Recast every line of the records below as a single numbered list, omitting any blank lines.

— START Task data —

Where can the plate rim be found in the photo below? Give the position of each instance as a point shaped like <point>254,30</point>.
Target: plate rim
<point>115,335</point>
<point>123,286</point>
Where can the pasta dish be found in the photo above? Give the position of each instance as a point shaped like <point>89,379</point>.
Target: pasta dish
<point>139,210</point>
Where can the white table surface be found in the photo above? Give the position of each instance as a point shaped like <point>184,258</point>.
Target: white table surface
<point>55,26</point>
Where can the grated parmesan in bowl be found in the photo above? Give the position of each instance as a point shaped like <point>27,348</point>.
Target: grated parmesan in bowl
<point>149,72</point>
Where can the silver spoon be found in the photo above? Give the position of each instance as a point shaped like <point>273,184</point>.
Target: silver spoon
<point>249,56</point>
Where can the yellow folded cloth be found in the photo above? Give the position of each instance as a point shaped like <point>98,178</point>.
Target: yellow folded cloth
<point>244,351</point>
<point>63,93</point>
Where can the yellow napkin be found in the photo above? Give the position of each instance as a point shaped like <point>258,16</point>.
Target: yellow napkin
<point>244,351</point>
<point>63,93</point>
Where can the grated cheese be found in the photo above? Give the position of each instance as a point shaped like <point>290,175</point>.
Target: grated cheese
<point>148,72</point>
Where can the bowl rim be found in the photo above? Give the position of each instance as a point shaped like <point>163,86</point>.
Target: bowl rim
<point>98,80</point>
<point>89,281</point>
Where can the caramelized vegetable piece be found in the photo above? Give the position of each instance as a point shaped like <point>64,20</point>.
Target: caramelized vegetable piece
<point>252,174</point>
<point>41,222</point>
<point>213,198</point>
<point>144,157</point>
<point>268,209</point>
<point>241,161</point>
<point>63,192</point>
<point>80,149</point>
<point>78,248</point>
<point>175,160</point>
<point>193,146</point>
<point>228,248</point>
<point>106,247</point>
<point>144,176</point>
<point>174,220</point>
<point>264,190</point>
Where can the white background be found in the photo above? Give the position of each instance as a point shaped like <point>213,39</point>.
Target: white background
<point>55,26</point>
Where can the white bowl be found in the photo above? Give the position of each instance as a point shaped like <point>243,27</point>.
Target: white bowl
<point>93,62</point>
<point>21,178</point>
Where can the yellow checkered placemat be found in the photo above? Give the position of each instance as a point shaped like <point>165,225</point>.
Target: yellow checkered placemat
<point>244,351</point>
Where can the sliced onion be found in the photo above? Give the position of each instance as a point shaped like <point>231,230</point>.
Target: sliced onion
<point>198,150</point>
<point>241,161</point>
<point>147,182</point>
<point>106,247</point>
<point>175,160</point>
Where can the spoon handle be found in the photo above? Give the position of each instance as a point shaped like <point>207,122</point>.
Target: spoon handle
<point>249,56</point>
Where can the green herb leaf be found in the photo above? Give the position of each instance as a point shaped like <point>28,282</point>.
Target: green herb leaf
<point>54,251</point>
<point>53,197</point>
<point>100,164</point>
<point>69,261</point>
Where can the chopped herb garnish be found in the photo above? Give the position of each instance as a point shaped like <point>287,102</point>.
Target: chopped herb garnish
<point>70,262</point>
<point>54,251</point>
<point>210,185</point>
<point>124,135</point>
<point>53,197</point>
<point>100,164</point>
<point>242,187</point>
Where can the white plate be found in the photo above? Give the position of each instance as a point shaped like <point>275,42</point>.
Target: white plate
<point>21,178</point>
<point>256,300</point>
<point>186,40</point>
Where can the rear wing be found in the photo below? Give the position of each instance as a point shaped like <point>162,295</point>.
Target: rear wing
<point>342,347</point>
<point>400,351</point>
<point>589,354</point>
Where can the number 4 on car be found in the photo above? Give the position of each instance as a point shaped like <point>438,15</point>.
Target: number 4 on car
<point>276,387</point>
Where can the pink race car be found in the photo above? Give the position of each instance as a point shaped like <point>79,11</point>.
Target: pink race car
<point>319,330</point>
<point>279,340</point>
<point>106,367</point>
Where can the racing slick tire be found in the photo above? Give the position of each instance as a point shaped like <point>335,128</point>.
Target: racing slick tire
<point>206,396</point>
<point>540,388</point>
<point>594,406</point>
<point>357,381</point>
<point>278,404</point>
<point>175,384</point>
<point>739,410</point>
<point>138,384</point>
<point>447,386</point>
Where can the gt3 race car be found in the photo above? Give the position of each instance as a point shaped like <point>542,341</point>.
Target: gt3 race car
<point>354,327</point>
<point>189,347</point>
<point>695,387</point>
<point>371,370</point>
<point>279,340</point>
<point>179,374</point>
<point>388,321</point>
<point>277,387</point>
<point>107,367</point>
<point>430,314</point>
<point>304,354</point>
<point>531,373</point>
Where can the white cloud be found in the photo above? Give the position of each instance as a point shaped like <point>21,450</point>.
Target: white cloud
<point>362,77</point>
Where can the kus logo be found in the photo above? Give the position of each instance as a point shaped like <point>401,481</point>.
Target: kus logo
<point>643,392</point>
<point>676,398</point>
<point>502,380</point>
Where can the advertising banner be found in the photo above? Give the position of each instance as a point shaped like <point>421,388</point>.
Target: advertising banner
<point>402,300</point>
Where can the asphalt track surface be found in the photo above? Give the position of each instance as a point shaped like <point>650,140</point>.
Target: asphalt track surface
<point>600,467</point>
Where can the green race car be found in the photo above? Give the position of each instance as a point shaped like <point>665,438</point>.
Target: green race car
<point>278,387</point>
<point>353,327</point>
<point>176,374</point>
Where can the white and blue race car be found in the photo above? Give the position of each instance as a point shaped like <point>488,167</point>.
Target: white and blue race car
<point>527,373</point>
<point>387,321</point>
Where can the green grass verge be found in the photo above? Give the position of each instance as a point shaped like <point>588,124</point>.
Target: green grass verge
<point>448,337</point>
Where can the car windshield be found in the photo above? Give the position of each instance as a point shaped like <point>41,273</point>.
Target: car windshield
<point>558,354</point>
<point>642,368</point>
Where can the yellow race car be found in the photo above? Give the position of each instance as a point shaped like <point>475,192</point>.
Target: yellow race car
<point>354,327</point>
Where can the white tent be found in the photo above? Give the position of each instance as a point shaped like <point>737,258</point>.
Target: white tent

— END Task data —

Answer below -
1. Where can the plate rim be found in the photo below? Give the position of each instance as a point shaped like <point>254,30</point>.
2. Target: plate rim
3. <point>115,335</point>
4. <point>123,286</point>
5. Where can the pasta dish be found in the photo above? Give the position of each instance as a point shaped like <point>89,379</point>.
6. Target: pasta dish
7. <point>139,210</point>
8. Where can the white table surface be found in the photo above? Give the position of each instance as a point shaped like <point>184,258</point>.
9. Target: white table surface
10. <point>55,26</point>
11. Where can the grated parmesan in bowl be found in the photo above? Give the position of each instance as a point shaped like <point>27,348</point>.
12. Target: grated parmesan in bowl
13. <point>149,72</point>
14. Where can the silver spoon be found in the photo above? Give the position of each instance as a point shaped like <point>273,184</point>.
15. Target: silver spoon
16. <point>249,56</point>
17. Where can the yellow folded cloth be found in the photo above? Give the position of each instance as a point shaped like <point>98,178</point>.
18. Target: yellow folded cloth
19. <point>244,351</point>
20. <point>63,93</point>
21. Where can the yellow napkin be found in the photo above? Give the position of each instance as a point shaped like <point>258,16</point>.
22. Target: yellow napkin
23. <point>244,351</point>
24. <point>63,93</point>
25. Where can the grated cheese be found in the photo above? Give the position of each instance as a point shaped like <point>290,175</point>.
26. Target: grated cheese
27. <point>148,72</point>
28. Where can the bowl rim be found in the photo above? Give the position of each instance as a point shaped like <point>163,86</point>.
29. Target: bowl rim
30. <point>98,80</point>
31. <point>89,281</point>
32. Where can the caramelized vegetable piece be found in the photo above? Give the position of each instance as a point shaped like <point>64,20</point>.
33. Target: caramelized vegetable piece
34. <point>252,174</point>
35. <point>41,222</point>
36. <point>213,198</point>
37. <point>144,157</point>
38. <point>268,209</point>
39. <point>241,161</point>
40. <point>63,192</point>
41. <point>80,149</point>
42. <point>78,248</point>
43. <point>175,160</point>
44. <point>193,146</point>
45. <point>228,248</point>
46. <point>106,247</point>
47. <point>144,176</point>
48. <point>174,220</point>
49. <point>264,190</point>
50. Where can the white background be found in the photo above? Give the position of each instance as a point shaped like <point>213,39</point>.
51. Target: white background
52. <point>55,26</point>
53. Where can the white bowl be found in the photo above? Give the position of each instance as a point shaped like <point>243,27</point>.
54. Target: white bowl
55. <point>93,62</point>
56. <point>21,178</point>
57. Where can the yellow checkered placemat be found in the photo above? Give the position of each instance as a point shaped like <point>165,225</point>.
58. Target: yellow checkered placemat
59. <point>244,351</point>
60. Where can the sliced onion be found in the photo above? Give the position of each instance as a point shaped like <point>231,230</point>.
61. Target: sliced onion
62. <point>198,150</point>
63. <point>241,161</point>
64. <point>147,182</point>
65. <point>106,247</point>
66. <point>175,160</point>
67. Where can the spoon handle be found in the photo above? Give the position of each instance as a point shaped like <point>207,122</point>.
68. Target: spoon handle
69. <point>249,56</point>
70. Where can the green herb leaf be found in the photo above? Give the position of each instance as a point shaped like <point>28,282</point>.
71. Target: green herb leaf
72. <point>54,251</point>
73. <point>53,197</point>
74. <point>100,164</point>
75. <point>69,261</point>
76. Where can the chopped herb garnish be found in the photo above? Give the position of each instance as a point shaped like <point>287,102</point>.
77. Target: chopped herb garnish
78. <point>70,262</point>
79. <point>54,251</point>
80. <point>210,185</point>
81. <point>124,135</point>
82. <point>53,197</point>
83. <point>100,164</point>
84. <point>242,187</point>
85. Where can the white plate be found in the photo above? Give the position of each instance as a point shaped like <point>275,42</point>.
86. Target: white plate
87. <point>21,178</point>
88. <point>256,300</point>
89. <point>186,40</point>
90. Where can the rear wing be found in the photo below? Give the position of each instance as a point shaped like <point>162,295</point>.
91. Target: rear wing
92. <point>342,347</point>
93. <point>400,351</point>
94. <point>589,354</point>
95. Where can the number 4 on car be found in the photo above? Give the position of each instance as a point shaped like <point>438,15</point>.
96. Target: number 4 on car
97. <point>276,387</point>
98. Where can the pink race car be found in the photo above? Give the position of each instance as a point shaped like <point>79,11</point>.
99. Target: pink race car
100. <point>319,330</point>
101. <point>279,340</point>
102. <point>106,367</point>
103. Where can the racing slick tire be found in the photo above? Give the position of each instance as a point shaped like <point>335,128</point>.
104. Target: racing slick tire
105. <point>206,396</point>
106. <point>540,388</point>
107. <point>594,406</point>
108. <point>357,381</point>
109. <point>278,404</point>
110. <point>175,384</point>
111. <point>739,410</point>
112. <point>138,384</point>
113. <point>447,386</point>
114. Where can the gt3 race car be found in the photo above? Give the position of each instance as a point shaped like <point>542,341</point>.
115. Target: gt3 race car
116. <point>354,327</point>
117. <point>189,347</point>
118. <point>695,387</point>
119. <point>371,370</point>
120. <point>279,340</point>
121. <point>179,374</point>
122. <point>388,321</point>
123. <point>277,387</point>
124. <point>107,367</point>
125. <point>430,314</point>
126. <point>304,354</point>
127. <point>531,373</point>
128. Where can the white cloud be found in the photo above? Give the position of each instance as a point shaped like <point>21,450</point>.
129. Target: white cloud
130. <point>362,77</point>
131. Where can the kus logo be found in the photo above? Give the position of each instance as a point shaped like <point>401,481</point>.
132. Target: kus logo
133. <point>643,392</point>
134. <point>676,398</point>
135. <point>502,380</point>
136. Where can the advertising banner be found in the photo above? Give the position of each instance as a point shaped like <point>421,388</point>.
137. Target: advertising banner
138. <point>402,300</point>
139. Where can the asphalt track surface be found in the photo above? Give the position of each instance as a point shaped like <point>650,140</point>.
140. Target: asphalt track surface
141. <point>600,467</point>
142. Where can the green race car be found in the photo above? Give the position of each instance as a point shaped like <point>665,438</point>.
143. Target: green race car
144. <point>278,387</point>
145. <point>353,327</point>
146. <point>176,374</point>
147. Where can the white and blue race car be found in the photo above? Give the position of each instance as a point shaped like <point>488,167</point>.
148. Target: white and blue race car
149. <point>527,373</point>
150. <point>387,321</point>
151. Where can the green grass verge be found in the photo above? Give the position of each instance as a point shaped like <point>588,124</point>.
152. Target: green grass verge
153. <point>448,337</point>
154. Where can the car windshield be found in the photo above? Give the position of each instance as a point shaped like <point>41,273</point>.
155. Target: car windshield
156. <point>558,354</point>
157. <point>642,368</point>
158. Where can the yellow race car be found in the photo above? Give the position of each instance as a point shaped like <point>475,192</point>.
159. Target: yellow race car
160. <point>354,327</point>
161. Where can the white tent be found in the photo above? Give the position of each instance as a point shaped like <point>737,258</point>.
162. Target: white tent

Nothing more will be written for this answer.